:: Exercise goal ::
Rewrite the material below, putting "red flower" wherever "green leaf" appears and leaving everything else unchanged.
* Begin Data for this exercise *
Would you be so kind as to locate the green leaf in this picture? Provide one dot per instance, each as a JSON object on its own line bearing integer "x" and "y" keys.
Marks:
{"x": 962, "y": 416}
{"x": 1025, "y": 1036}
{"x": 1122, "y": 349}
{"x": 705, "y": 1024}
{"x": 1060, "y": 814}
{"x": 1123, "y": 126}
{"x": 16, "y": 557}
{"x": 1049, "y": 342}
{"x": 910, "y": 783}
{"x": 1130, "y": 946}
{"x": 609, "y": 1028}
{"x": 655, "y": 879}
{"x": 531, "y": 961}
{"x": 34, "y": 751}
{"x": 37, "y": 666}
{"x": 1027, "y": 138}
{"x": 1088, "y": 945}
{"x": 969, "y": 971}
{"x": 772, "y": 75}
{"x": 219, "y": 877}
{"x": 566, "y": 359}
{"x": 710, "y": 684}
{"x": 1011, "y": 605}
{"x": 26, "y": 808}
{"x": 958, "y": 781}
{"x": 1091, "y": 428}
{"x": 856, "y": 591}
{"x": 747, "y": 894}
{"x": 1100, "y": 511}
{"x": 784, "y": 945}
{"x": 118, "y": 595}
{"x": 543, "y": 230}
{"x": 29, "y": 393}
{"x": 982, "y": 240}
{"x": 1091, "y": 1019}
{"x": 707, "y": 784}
* End Data for this exercise *
:: Solution to the problem ::
Would you be so kind as to locate the red flower in this picture? Provide one dot per instance, each as a JSON object on its own line bearing integer "x" and "y" keys.
Marks:
{"x": 962, "y": 416}
{"x": 1025, "y": 1036}
{"x": 1122, "y": 349}
{"x": 705, "y": 1024}
{"x": 1060, "y": 814}
{"x": 1123, "y": 126}
{"x": 16, "y": 557}
{"x": 1049, "y": 342}
{"x": 910, "y": 783}
{"x": 1130, "y": 946}
{"x": 609, "y": 1028}
{"x": 655, "y": 879}
{"x": 531, "y": 961}
{"x": 34, "y": 751}
{"x": 37, "y": 666}
{"x": 1027, "y": 138}
{"x": 1088, "y": 945}
{"x": 969, "y": 971}
{"x": 772, "y": 75}
{"x": 219, "y": 877}
{"x": 566, "y": 359}
{"x": 710, "y": 684}
{"x": 1011, "y": 605}
{"x": 26, "y": 808}
{"x": 958, "y": 781}
{"x": 1091, "y": 428}
{"x": 856, "y": 591}
{"x": 747, "y": 894}
{"x": 1100, "y": 511}
{"x": 784, "y": 945}
{"x": 118, "y": 595}
{"x": 543, "y": 230}
{"x": 29, "y": 393}
{"x": 982, "y": 240}
{"x": 1091, "y": 1019}
{"x": 707, "y": 784}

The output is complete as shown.